### [Do this]
The records below must be duplicated exactly, character for character.

### [Data to use]
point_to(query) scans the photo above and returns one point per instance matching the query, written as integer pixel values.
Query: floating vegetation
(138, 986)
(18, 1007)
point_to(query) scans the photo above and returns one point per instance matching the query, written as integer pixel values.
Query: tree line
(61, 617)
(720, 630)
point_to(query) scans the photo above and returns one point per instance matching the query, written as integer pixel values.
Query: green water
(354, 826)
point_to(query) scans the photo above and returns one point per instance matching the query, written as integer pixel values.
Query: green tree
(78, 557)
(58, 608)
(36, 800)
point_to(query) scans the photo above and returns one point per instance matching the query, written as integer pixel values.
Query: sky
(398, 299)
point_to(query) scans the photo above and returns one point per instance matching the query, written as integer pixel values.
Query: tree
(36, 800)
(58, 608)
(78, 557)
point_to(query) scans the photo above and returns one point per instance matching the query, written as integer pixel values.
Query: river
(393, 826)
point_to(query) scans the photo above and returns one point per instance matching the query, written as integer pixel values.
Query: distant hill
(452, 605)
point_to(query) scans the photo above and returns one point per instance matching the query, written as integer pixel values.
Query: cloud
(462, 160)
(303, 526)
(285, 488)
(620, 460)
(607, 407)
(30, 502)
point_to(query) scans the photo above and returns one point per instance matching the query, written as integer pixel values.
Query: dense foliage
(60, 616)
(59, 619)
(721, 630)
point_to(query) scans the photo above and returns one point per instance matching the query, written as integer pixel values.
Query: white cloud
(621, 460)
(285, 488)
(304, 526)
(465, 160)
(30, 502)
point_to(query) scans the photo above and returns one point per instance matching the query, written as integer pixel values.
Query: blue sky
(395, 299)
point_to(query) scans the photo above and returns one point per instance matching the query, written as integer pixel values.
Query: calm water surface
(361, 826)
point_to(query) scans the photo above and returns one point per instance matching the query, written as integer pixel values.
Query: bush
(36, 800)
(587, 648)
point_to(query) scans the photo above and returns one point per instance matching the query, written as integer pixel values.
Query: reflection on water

### [Exercise output]
point_to(query) scans the photo above and returns one point per instance matching the query, written as integer pixel values.
Query: floating vegetation
(138, 986)
(18, 1007)
point_to(query) scans the photo above and returns one point per instance matching the query, written as integer pixel values.
Query: tree line
(61, 617)
(720, 630)
point_to(query) scans the photo above and returns one point per instance matching the query, written as integer pixel values.
Query: green water
(354, 826)
point_to(query) scans the photo above and returns one point per instance matching the query, written as integer pixel values.
Query: green tree
(78, 557)
(58, 608)
(36, 800)
point_to(query) scans the photo above and returns one point per instance matching the query, written as integer pixel values.
Query: sky
(398, 299)
point_to(query) scans the photo above and returns one point per instance matching the query, written as integer pixel values.
Query: tree
(36, 800)
(58, 608)
(78, 557)
point_to(query) scans the photo above and returns one point per instance matching the query, written as integer pixel values.
Query: river
(393, 826)
point_to(query) scans the photo above and returns one point per instance matching the query, written as integer pixel values.
Query: distant hill
(452, 605)
point_to(query) scans the photo above and returns one point per instance matching the query, written as integer pixel values.
Query: cloud
(462, 160)
(303, 526)
(285, 488)
(620, 460)
(607, 407)
(30, 502)
point_to(query) scans the photo above and returns one point per instance matching the query, written as integer pixel values.
Query: dense foliage
(60, 616)
(59, 619)
(721, 630)
point_to(query) scans the photo above and returns one point per instance matching the query, written as integer pixel values.
Query: white cloud
(621, 460)
(285, 488)
(304, 526)
(465, 160)
(30, 502)
point_to(query) scans the photo above and returns one point per instance matching the query, written as integer pixel values.
Query: blue sky
(395, 299)
point_to(query) scans the photo above and returns one point per instance matching the query, written as integer pixel values.
Query: calm water surface
(361, 826)
point_to(query) scans the photo above and returns one point per instance matching the query, written as integer pixel values.
Query: bush
(36, 800)
(587, 648)
point_to(query) scans the photo above and returns one point per instance matching the query, written as integer pixel values.
Query: reflection on water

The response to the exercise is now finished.